Copy out the entries exactly, from the first line to the last.

[start Recorded information]

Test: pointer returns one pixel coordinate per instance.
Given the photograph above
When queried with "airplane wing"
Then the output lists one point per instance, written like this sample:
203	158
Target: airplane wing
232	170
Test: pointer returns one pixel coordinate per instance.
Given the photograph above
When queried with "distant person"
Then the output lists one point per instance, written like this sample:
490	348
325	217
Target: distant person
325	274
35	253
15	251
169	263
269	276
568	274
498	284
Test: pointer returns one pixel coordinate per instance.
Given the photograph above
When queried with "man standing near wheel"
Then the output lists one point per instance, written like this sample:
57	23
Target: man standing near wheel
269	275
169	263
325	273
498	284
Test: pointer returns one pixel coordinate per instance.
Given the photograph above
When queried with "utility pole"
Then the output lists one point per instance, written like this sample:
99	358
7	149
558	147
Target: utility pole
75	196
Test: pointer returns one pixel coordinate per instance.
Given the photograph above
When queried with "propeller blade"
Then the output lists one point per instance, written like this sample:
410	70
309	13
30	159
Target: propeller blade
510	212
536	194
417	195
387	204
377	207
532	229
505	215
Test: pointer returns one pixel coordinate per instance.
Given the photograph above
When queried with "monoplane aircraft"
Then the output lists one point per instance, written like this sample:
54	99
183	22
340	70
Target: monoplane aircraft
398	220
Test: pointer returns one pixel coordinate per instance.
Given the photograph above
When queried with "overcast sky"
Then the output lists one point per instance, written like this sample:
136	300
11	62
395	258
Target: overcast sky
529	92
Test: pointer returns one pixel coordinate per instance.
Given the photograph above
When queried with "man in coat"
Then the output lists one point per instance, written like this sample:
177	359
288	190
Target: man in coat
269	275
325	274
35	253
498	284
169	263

[end Recorded information]

◆ **Solution to this problem**:
Test: pointer returns one pixel coordinate per instance.
Given the photograph above
When queried with "airplane wing"
Then the output lists one point per instance, written like this sample:
203	158
Target: airplane wing
232	170
Test: pointer returns one pixel coordinate per instance.
Given the photograph above
When queried with "distant person"
Then the output lists one point per instance, written like this sample:
490	348
325	217
Target: distant person
325	274
35	253
15	251
169	263
269	276
568	274
498	284
Test: pointer returns one pixel coordinate per instance.
Given the photograph above
When queried with "man standing near wheel"
Then the output lists one point per instance, written like this sample:
57	23
Target: man standing near wheel
269	275
169	263
325	273
498	284
Test: pointer returns one pixel coordinate per instance.
Given the photograph above
When queried with "utility pole"
Then the output lists one point per instance, written like this sample:
99	358
7	149
558	147
Target: utility pole
75	196
Test: pointer returns one pixel coordinate per instance.
Given the photograph above
When queried with "propeller blade"
Then the output lists one point per instance, written like this sample:
410	70
309	13
30	159
Target: propeller blade
510	212
536	194
417	195
387	204
377	207
532	229
505	215
Test: pointer returns one pixel coordinate per instance.
Given the photograph above
When queried with "monoplane aircraft"
Then the output lists one point per instance, written like this sample:
54	99
183	22
340	70
Target: monoplane aircraft
398	220
Test: pointer returns one pixel coordinate per instance.
Given the photograph above
When queried with "overcast sky"
Then the output lists one point per instance, written like this sample:
136	300
11	62
395	258
Target: overcast sky
529	92
Test: pointer returns one pixel coordinate per instance.
Given the photograph above
When queried with "man in coat"
Then the output lists one point per instance, written like this sample:
177	359
288	190
Target: man in coat
269	275
325	274
35	253
498	284
169	263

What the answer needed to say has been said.